- [Records]:
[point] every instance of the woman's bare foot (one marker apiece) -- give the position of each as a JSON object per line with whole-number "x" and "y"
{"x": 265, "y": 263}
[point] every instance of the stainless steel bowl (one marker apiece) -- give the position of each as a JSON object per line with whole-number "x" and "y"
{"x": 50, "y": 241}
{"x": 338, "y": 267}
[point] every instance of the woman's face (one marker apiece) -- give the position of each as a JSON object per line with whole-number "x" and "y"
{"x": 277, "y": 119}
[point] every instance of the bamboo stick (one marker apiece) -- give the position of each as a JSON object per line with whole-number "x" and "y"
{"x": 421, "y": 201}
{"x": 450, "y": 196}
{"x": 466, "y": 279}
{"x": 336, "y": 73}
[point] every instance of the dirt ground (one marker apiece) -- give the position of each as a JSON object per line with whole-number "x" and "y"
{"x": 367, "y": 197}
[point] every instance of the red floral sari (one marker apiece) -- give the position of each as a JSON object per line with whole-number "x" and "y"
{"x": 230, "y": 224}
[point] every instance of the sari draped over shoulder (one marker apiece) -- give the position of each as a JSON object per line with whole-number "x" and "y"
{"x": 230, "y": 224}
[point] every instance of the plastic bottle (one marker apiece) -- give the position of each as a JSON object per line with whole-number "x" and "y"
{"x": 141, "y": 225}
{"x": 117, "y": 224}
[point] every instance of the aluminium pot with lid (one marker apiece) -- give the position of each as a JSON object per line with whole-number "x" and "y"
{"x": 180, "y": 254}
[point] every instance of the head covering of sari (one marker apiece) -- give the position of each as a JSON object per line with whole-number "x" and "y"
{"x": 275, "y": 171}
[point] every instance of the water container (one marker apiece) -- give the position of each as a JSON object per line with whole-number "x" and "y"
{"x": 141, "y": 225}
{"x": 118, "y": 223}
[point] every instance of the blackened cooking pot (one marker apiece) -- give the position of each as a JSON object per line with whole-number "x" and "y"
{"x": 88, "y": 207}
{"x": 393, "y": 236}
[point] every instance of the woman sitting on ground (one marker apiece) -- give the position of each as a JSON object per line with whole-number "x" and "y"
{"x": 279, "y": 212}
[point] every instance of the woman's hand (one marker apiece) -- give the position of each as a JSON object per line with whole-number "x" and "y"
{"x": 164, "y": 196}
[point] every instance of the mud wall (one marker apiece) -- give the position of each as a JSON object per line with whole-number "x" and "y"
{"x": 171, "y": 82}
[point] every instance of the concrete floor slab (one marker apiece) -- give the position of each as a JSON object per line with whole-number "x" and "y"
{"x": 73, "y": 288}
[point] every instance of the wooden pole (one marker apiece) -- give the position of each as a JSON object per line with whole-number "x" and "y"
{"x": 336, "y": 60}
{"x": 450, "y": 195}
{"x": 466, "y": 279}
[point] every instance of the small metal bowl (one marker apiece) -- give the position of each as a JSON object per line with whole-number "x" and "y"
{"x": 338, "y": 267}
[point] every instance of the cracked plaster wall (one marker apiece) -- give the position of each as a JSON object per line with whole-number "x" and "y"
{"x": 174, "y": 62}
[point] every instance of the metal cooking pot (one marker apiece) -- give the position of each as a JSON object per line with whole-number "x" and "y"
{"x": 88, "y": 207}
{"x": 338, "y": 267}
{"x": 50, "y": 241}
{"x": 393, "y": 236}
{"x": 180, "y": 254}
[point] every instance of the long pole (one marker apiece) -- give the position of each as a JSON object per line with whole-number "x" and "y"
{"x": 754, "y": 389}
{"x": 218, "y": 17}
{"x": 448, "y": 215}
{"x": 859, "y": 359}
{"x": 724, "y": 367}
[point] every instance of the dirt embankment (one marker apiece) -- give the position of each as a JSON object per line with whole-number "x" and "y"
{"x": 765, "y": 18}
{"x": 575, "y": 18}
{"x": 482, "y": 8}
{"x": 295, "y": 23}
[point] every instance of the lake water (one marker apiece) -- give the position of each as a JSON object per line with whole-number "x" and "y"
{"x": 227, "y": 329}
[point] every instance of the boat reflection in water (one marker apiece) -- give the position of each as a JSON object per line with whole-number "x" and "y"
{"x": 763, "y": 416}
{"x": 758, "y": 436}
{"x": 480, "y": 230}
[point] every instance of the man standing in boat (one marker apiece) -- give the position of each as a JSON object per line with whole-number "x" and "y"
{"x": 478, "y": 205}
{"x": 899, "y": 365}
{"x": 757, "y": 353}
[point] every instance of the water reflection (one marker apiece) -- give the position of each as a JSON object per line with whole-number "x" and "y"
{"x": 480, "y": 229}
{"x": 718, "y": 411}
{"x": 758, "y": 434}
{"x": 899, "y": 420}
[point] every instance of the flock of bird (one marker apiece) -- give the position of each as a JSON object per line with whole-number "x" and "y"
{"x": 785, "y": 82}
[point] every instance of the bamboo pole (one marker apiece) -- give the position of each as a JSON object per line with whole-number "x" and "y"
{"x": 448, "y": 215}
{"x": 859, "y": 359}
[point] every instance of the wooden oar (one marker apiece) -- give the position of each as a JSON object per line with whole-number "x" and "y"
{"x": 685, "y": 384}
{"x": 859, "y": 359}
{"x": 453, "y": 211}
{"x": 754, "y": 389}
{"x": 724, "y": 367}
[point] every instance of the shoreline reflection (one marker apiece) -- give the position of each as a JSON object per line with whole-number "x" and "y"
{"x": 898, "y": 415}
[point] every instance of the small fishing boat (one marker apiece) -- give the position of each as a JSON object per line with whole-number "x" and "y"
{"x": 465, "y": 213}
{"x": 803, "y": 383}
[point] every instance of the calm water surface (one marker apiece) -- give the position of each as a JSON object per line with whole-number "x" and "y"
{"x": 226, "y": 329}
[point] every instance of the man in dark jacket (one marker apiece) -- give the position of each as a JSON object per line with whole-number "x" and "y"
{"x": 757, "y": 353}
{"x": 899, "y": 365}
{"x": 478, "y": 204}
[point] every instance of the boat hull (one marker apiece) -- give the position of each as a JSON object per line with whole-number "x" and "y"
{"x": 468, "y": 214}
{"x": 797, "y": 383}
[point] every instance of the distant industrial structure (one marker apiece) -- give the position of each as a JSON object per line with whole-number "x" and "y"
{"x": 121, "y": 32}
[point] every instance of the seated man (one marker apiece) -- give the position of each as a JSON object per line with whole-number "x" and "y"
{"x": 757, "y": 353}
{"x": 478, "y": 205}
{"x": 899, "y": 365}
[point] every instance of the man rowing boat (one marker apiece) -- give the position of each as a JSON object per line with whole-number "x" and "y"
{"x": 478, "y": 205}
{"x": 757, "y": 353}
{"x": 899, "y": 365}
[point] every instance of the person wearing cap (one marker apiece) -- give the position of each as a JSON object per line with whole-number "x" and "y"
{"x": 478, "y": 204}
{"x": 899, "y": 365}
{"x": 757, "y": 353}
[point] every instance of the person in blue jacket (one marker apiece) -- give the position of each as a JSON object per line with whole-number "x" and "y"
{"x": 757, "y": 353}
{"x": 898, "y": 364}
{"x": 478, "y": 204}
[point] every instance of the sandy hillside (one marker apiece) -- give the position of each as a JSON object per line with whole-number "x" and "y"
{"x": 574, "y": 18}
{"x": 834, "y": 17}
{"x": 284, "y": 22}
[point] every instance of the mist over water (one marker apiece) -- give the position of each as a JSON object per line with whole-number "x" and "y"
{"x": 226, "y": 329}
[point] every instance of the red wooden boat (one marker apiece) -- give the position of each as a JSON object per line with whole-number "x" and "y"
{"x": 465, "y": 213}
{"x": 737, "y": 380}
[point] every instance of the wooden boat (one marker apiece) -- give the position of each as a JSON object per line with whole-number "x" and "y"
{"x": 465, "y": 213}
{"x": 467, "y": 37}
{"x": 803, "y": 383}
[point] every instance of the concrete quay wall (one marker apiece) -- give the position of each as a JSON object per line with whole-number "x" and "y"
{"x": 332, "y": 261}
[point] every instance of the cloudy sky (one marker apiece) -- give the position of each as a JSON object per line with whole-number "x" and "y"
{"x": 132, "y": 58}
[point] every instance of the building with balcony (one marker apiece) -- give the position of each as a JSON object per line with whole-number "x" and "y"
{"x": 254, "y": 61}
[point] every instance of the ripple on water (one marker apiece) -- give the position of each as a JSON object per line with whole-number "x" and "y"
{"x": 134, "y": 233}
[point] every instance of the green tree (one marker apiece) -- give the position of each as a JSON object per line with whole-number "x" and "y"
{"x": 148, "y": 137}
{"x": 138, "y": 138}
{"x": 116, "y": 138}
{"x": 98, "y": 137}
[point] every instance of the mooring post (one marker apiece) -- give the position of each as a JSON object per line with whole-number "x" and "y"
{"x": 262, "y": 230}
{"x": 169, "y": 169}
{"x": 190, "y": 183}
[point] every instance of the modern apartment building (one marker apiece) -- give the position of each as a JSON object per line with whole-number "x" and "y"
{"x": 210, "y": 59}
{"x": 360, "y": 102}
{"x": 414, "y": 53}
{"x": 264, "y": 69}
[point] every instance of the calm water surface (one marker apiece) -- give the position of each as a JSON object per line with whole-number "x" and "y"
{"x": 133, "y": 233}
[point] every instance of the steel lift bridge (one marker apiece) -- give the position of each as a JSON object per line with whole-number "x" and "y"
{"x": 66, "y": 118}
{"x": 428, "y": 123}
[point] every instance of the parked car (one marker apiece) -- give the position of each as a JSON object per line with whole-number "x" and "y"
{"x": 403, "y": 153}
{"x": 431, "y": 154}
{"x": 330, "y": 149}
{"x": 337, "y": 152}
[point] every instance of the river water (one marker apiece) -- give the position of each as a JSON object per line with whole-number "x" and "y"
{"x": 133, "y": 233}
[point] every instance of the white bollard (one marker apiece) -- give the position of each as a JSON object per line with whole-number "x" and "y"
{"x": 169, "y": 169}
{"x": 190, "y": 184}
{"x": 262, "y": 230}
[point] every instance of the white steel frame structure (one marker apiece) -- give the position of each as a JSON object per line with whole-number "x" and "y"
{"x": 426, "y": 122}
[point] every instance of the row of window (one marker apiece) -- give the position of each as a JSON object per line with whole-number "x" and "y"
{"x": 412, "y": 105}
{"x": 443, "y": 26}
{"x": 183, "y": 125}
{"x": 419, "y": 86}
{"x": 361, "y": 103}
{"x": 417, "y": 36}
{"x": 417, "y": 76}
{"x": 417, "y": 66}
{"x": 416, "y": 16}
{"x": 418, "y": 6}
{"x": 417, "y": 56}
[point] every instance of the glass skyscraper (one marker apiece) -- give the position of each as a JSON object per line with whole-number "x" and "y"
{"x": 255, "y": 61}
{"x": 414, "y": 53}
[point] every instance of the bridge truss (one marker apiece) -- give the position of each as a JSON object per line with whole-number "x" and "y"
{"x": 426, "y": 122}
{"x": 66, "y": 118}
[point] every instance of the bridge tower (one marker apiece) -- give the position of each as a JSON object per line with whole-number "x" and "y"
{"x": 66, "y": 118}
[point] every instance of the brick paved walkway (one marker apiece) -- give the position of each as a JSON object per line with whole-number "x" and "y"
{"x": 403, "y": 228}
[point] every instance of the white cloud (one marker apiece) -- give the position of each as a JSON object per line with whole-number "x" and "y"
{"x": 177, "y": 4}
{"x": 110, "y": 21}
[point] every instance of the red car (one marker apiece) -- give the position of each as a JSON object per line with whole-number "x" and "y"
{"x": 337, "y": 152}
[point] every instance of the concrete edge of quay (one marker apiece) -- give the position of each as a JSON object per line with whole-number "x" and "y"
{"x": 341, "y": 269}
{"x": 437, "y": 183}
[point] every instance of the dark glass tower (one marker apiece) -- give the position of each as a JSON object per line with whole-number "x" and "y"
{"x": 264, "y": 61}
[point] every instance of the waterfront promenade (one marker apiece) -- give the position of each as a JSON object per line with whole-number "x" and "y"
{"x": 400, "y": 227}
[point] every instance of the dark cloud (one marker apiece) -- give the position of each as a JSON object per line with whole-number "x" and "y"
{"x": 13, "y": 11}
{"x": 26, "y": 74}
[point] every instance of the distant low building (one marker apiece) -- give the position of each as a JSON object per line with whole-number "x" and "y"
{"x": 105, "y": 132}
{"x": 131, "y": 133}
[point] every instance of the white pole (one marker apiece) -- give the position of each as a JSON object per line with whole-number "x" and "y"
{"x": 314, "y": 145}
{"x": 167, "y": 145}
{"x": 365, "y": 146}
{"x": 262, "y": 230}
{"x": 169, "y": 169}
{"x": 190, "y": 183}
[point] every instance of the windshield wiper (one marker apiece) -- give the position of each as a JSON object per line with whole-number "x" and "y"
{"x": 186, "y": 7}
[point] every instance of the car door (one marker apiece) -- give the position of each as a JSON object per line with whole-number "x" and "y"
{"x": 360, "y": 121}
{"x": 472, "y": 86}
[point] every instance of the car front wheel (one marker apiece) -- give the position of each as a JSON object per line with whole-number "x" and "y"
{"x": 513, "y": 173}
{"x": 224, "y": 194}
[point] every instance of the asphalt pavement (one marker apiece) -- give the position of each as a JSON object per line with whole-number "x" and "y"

- [Your task]: With the line containing "[point] every instance of the dark cloud" as the first, output each line through the final line of the entries above, exactly.

- [Exercise output]:
[point] every instance of the dark cloud (one marker apiece) -- give the position of each as a JSON object per line with whole-number "x" and "y"
{"x": 13, "y": 11}
{"x": 26, "y": 74}
[point] every instance of the distant low building (one marker apiece) -- give the position of each as a JSON object per line with whole-number "x" and "y"
{"x": 105, "y": 132}
{"x": 131, "y": 133}
[point] every instance of the white pole (one marker apiece) -- give the position of each as a JSON object per line with whole-number "x" and "y"
{"x": 314, "y": 145}
{"x": 167, "y": 145}
{"x": 365, "y": 146}
{"x": 262, "y": 230}
{"x": 169, "y": 169}
{"x": 190, "y": 183}
[point] every instance of the windshield wiper (one marker apiece) -- give the position of each as a JSON object per line with whole-number "x" and "y"
{"x": 186, "y": 7}
[point] every instance of the car door (one marker apiece) -- give the position of each as a JSON object per line with whole-number "x" and "y"
{"x": 360, "y": 121}
{"x": 472, "y": 86}
[point] every instance of the car front wheel (one marker apiece) -- give the position of each as a JSON object per line with whole-number "x" and "y"
{"x": 513, "y": 173}
{"x": 224, "y": 194}
[point] every instance of the asphalt pavement (one marker apiece) -- give the position of each as a JSON object per line with whole-number "x" and "y"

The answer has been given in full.